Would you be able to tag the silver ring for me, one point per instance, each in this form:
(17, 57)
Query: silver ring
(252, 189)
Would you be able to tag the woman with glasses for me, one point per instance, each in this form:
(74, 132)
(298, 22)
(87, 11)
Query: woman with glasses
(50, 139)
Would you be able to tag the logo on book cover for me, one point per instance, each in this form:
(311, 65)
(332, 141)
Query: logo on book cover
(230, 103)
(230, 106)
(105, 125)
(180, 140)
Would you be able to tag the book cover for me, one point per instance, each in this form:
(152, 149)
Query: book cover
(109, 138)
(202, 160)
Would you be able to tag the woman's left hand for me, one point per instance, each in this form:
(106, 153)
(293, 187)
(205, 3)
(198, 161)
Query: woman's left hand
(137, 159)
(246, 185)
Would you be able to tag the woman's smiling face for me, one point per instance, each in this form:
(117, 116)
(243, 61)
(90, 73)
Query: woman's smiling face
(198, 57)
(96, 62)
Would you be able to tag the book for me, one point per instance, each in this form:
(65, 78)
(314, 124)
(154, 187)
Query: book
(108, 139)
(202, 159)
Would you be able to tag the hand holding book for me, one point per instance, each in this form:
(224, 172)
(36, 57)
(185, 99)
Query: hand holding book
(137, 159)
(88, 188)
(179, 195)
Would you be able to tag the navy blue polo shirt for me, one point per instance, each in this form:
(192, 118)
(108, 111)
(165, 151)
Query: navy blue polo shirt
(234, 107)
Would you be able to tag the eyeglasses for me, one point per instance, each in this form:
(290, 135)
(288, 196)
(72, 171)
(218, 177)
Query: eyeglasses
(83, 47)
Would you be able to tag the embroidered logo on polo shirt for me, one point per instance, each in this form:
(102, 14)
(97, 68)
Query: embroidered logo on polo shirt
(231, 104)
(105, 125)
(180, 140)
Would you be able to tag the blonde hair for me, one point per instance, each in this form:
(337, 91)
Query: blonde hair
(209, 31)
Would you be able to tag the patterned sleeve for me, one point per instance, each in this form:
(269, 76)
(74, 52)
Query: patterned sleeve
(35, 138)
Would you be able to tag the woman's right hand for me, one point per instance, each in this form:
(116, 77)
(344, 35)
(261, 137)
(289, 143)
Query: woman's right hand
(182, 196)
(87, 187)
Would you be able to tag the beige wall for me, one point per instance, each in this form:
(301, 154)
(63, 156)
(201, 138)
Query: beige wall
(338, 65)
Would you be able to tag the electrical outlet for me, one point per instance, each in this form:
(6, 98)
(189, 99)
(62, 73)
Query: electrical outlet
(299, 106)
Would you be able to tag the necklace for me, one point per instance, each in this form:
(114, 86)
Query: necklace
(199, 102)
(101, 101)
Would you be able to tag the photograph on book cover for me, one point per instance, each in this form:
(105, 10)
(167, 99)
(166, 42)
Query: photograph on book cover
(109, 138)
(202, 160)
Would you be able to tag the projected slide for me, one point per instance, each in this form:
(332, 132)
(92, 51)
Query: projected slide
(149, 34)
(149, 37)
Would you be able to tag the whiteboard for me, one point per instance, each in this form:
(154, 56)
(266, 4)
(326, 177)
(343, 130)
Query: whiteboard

####################

◆ **Written exercise**: Your answer should consist only of the lines from the one with "Would you be able to tag the woman's right" through the end of the data above, reproduced exactly.

◆ **Solution for this problem**:
Would you be able to tag the woman's right hand for me, one point per instance, each in this form:
(116, 77)
(344, 35)
(261, 137)
(289, 143)
Query: woman's right hand
(182, 196)
(87, 187)
Would you be able to tag the beige wall for me, one point per instance, each in this form:
(301, 154)
(63, 156)
(201, 138)
Query: beige wall
(338, 65)
Would you be able to tag the electrical outlet for me, one point per instance, each in this form:
(6, 98)
(189, 99)
(62, 73)
Query: electrical outlet
(299, 106)
Would you be able to tag the necklace for me, one point per instance, each in this form:
(114, 86)
Query: necklace
(199, 102)
(101, 101)
Would you be able to tag the photograph on book cover for me, one point per instance, each in this form:
(105, 10)
(167, 99)
(166, 42)
Query: photograph on book cover
(109, 138)
(202, 160)
Would you be able to tag the projected slide for me, one point per instance, each in this form:
(332, 132)
(92, 51)
Query: projected slide
(149, 34)
(149, 37)
Would you be able to tag the whiteboard for me, one point per instance, each in this form:
(154, 56)
(266, 4)
(326, 177)
(343, 130)
Query: whiteboard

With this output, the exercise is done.